- [Aim of the task] Please copy the records exactly as they appear, with all pictures left out.

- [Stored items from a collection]
━━━━━━━━━━━━━━━━
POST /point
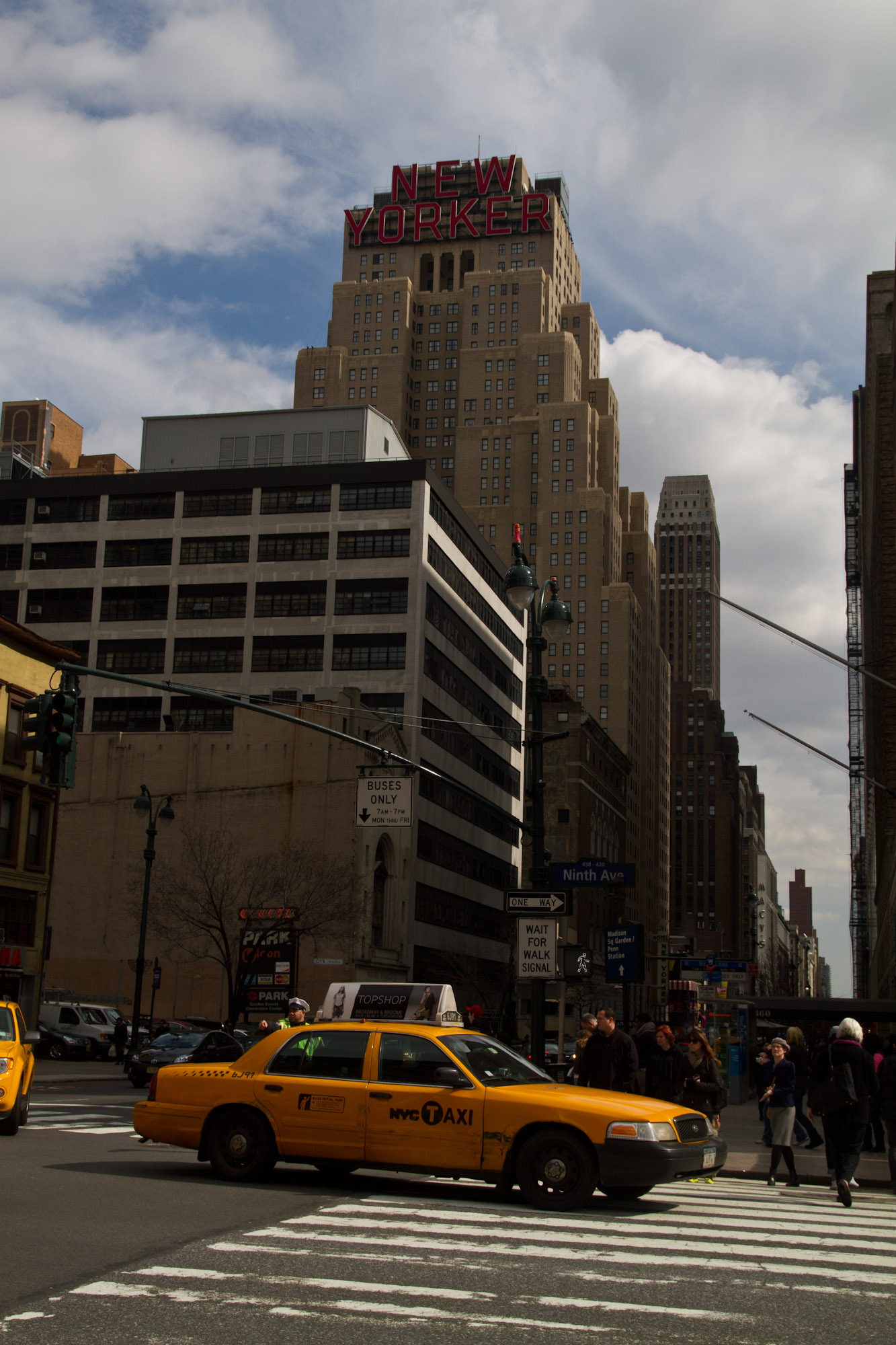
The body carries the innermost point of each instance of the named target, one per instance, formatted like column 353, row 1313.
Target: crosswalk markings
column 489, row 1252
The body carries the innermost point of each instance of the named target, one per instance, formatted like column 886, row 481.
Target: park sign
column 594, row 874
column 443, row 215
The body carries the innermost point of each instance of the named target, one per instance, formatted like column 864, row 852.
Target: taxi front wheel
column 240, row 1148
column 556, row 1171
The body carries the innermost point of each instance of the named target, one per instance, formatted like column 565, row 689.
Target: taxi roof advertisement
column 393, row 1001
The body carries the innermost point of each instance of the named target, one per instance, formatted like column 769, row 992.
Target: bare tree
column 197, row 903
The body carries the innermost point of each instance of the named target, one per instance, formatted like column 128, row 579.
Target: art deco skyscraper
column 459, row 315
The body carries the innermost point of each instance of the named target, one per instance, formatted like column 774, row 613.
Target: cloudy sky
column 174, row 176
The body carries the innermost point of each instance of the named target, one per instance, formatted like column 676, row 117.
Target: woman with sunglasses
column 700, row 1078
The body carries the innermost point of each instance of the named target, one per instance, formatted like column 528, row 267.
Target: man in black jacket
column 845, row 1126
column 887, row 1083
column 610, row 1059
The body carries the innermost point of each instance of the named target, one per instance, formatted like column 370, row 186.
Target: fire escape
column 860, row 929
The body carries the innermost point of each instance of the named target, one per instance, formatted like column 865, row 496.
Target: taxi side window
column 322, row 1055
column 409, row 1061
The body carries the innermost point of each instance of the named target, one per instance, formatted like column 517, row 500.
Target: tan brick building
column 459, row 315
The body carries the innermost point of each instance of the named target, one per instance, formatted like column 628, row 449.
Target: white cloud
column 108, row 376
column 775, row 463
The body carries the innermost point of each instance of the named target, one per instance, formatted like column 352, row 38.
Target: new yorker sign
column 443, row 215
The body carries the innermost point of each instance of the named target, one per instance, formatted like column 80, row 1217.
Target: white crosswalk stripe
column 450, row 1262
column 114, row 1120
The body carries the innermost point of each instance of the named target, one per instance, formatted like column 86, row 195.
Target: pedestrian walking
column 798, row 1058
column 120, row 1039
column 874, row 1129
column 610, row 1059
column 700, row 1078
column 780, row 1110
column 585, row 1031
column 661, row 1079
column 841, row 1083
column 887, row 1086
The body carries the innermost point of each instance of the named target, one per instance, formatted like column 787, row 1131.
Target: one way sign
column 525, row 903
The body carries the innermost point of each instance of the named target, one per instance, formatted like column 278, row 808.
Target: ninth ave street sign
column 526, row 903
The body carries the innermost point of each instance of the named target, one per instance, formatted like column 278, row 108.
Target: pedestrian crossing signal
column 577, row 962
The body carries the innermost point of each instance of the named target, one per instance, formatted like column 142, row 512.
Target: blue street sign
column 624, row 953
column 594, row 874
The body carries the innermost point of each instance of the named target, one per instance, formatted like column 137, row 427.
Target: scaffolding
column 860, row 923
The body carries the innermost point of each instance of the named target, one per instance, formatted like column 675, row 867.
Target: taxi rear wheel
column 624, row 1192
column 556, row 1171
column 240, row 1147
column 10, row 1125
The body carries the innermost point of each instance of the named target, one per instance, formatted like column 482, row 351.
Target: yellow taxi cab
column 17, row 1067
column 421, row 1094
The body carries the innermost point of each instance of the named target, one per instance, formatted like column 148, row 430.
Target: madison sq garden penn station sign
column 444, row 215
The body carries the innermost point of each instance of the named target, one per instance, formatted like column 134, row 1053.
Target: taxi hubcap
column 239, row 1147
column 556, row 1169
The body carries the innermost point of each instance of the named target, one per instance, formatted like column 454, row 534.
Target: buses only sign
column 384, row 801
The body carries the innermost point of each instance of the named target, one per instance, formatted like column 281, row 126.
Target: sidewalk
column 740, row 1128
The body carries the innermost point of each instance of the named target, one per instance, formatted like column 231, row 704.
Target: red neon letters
━━━━━━━━━━━━━━━━
- [Answer area]
POST /point
The body carries the innermost point of each instance of the named target, one per instance, formatted like column 353, row 1313.
Target: crosswalk markings
column 489, row 1252
The body carries the innermost point of each instance of the named target, one per instance, formatted like column 886, row 481.
Target: park sign
column 594, row 874
column 443, row 215
The body carries the innermost point of each instance of the named target, one per instance, formatted like column 864, row 852.
Target: taxi front wheel
column 240, row 1148
column 556, row 1171
The body carries the innermost point of each instance of the named target, one per instance, formatted like column 565, row 689.
Target: taxi roof advertisement
column 393, row 1001
The body carries the innermost point of each instance of the named target, one per instance, formatted like column 769, row 992.
Target: bare tree
column 197, row 903
The body carries the innermost point of each instance of the named target, one per instance, formatted like column 128, row 579.
Target: art deco skyscraper
column 459, row 315
The body carries the innermost point of each instance of the named target, one per instance, formatted like column 774, row 613.
Target: cloudy sky
column 174, row 176
The body carries the innermost point of each instance of the named target, one per instance, formatted like column 676, row 117.
Target: woman with sunglasses
column 700, row 1078
The body carries the innermost point of each instance of the named target, one per instance, formatted like column 528, row 267.
Target: man in black jacket
column 845, row 1126
column 887, row 1083
column 610, row 1059
The body carries the innermost point of each instance of the named target, one per instance, formatted like column 370, row 186.
Target: fire escape
column 860, row 929
The body carries the innermost point of each instance of the named target, one per instance, formatted like column 865, row 496.
Target: taxi side window
column 322, row 1055
column 409, row 1061
The body carries the innermost point of each instance of the named target, one per instance, formatted like column 517, row 500.
Target: tan brick building
column 459, row 315
The body carries the innermost point of each instance of the named target, one per instance, formatted like column 628, row 449.
Target: white cloud
column 108, row 376
column 775, row 463
The body carries the innermost point of each instance of the named target, one per instance, formatted like column 352, row 38.
Target: new yorker sign
column 443, row 215
The body carries the innermost point of each instance of the named target, one per instance, formatted like column 80, row 1217.
Target: white crosswalk stripe
column 450, row 1262
column 114, row 1120
The body carries the innermost point of each instance of the named target, one per instance, formatted like column 86, row 195.
Target: pedestrian walking
column 798, row 1058
column 120, row 1039
column 874, row 1129
column 610, row 1059
column 700, row 1078
column 780, row 1110
column 585, row 1031
column 661, row 1079
column 841, row 1083
column 887, row 1086
The body carries the innermost point of each instance of the named target, one per instance, formatted like column 787, row 1131.
Target: one way sign
column 525, row 903
The body carries the innermost point of each instance of the named target, one per instance, formatted like column 278, row 808.
Target: ninth ave street sign
column 526, row 903
The body carries the innermost point of each instance of the named target, one per instance, formatted like column 278, row 108.
Target: pedestrian crossing signal
column 577, row 962
The body carries the innermost point of each instance of the named target, one per instance, formatted like column 142, row 512.
Target: blue street sign
column 624, row 953
column 594, row 874
The body carries the innermost point of each instance of the named target, one per instance, formatted like column 137, row 427.
Target: scaffolding
column 860, row 923
The body carries the innermost point of each instance of the named target, one per instance, formatted like column 675, row 867.
Target: taxi rear wheel
column 624, row 1192
column 556, row 1171
column 240, row 1147
column 10, row 1125
The body carries the innermost point of each instance of the named target, one per instance, formatted like column 482, row 351.
Target: yellow taxi cab
column 17, row 1067
column 421, row 1094
The body carries the innermost point of each instance of the named target, one per instance, formatted like column 148, row 430.
Target: madison sq garden penn station sign
column 444, row 215
The body carries the innermost point of each instance of the named target, one per instance, formatted like column 134, row 1053.
Target: taxi hubcap
column 239, row 1147
column 556, row 1169
The body carries the innermost point of each instance of the named target, one per instance, formatted like column 454, row 534.
Target: buses only sign
column 384, row 801
The body carries the innermost point of each instance of the named target, one per instance, formatted like column 281, row 126.
Target: sidewalk
column 740, row 1128
The body carries the innermost point of each instance of the named target, one per instance, formatted like column 231, row 704.
Target: red neon letters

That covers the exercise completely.